* _Records supplied_
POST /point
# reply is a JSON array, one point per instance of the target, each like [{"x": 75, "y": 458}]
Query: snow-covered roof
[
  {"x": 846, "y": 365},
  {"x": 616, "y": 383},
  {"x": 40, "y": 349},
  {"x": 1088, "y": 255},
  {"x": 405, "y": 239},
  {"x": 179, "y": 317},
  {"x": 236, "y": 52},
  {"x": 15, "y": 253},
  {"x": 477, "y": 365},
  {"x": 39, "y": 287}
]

* _Your objective_
Only lines with the word "point" are wanted. Find and copy them from the records above.

* _Exercise output_
POST /point
# reply is a JSON array, one point per instance of the target, each like [{"x": 75, "y": 458}]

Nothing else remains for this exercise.